- _DOCUMENT SECTION_
☆ ☆ ☆ ☆ ☆ ☆ ☆

Jeffrey Rosen: Welcome to the Roberts Court: How the Chief Justice Used Obamacare to Reveal His True Identity
Jeffrey Rosen is the legal affairs editor of The New Republic.
In 2006, at the end of his first term as Chief Justice, John Roberts told me that he was determined to place the bipartisan legitimacy of the Court above his own ideological agenda. But he recognized the difficulty of the task. “It’s sobering to think of the seventeen chief justices,” he said. “Certainly a solid majority of them have to be characterized as failures.”
Specifically, he was concerned that his colleagues were too often handing down 5-4 decisions that divided along predictable party lines, which made it hard for the public to maintain faith in the Court as an institution that transcends politics. Roberts pledged to try to persuade his colleagues to avoid party line votes in the most divisive cases. Roberts said he would embrace as his model his judicial hero, John Marshall, who sometimes engaged in legal “twistifications,” to use Thomas Jefferson’s derisive phrase, in order to achieve results that would strengthen the institutional legitimacy of the Court.

☆ ☆ ☆ ☆ ☆ ☆ ☆

- _DATA LISTING_
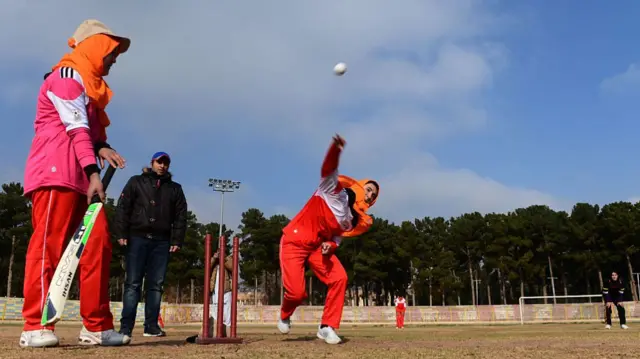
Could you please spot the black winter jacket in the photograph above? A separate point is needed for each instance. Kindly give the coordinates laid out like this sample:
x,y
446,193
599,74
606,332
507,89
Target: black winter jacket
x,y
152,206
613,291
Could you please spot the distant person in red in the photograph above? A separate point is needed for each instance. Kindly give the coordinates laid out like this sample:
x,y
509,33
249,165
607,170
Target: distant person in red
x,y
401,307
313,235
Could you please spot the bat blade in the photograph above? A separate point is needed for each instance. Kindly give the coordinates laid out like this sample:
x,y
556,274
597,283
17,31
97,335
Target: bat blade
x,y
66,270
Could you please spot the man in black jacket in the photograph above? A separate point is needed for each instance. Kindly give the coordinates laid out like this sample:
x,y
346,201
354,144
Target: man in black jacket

☆ ☆ ☆ ☆ ☆ ☆ ☆

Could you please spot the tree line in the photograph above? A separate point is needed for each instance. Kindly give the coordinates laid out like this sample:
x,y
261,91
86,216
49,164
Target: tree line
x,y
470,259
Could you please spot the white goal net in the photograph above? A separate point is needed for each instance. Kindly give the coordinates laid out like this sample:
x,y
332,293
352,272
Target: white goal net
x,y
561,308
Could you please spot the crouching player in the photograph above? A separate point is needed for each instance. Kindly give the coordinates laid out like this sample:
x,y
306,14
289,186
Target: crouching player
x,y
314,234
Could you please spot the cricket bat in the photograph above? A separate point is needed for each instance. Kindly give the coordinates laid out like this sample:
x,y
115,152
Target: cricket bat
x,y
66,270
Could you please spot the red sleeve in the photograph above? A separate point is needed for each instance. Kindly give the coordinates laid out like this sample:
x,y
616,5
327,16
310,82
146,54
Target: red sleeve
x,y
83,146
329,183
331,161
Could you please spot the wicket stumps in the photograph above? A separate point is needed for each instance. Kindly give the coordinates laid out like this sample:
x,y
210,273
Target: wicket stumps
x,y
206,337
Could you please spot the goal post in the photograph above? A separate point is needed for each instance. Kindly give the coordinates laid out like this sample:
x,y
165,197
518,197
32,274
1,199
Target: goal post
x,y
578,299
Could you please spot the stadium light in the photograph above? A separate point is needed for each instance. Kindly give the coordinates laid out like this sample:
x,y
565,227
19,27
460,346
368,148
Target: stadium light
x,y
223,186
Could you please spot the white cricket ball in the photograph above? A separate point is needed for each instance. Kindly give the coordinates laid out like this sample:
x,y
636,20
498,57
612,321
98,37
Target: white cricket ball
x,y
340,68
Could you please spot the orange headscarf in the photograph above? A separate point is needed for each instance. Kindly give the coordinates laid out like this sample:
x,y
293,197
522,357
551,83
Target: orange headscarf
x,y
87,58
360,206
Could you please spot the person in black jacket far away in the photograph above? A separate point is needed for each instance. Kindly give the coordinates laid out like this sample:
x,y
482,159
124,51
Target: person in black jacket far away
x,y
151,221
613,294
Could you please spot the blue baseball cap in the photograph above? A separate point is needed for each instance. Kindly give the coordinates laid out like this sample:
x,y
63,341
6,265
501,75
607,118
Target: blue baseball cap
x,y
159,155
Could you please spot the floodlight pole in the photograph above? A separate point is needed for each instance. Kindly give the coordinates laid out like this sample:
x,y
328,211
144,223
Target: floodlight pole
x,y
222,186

☆ ☆ ☆ ☆ ☆ ☆ ☆

- _WRITTEN TASK 1_
Name every person mentioned in the Roberts Court article.
- _WRITTEN TASK 2_
Answer these questions about the Roberts Court article:
(a) In what year did Roberts make the remarks described?
(b) How many chief justices did Roberts say there had been?
(c) Whose derisive phrase is "twistifications"?
- _WRITTEN TASK 3_
Write the next part of the Roberts Court article, picking up after its final sentence.
The lines after the Roberts Court article are separate material, unrelated to it.

- _OUTPUT 1_
Jeffrey Rosen, John Roberts, John Marshall, Thomas Jefferson

- _OUTPUT 2_
(a) 2006
(b) Seventeen
(c) Thomas Jefferson's

- _OUTPUT 3_
In the health care case, Roberts produced a twistification of which Marshall would have been proud. He joined the four liberals in holding that the Affordable Care Act's individual mandate was justified by Congress’s taxing power even though he also joined the four conservatives in holding that the mandate was not justified by Congress’s power to regulate interstate commerce....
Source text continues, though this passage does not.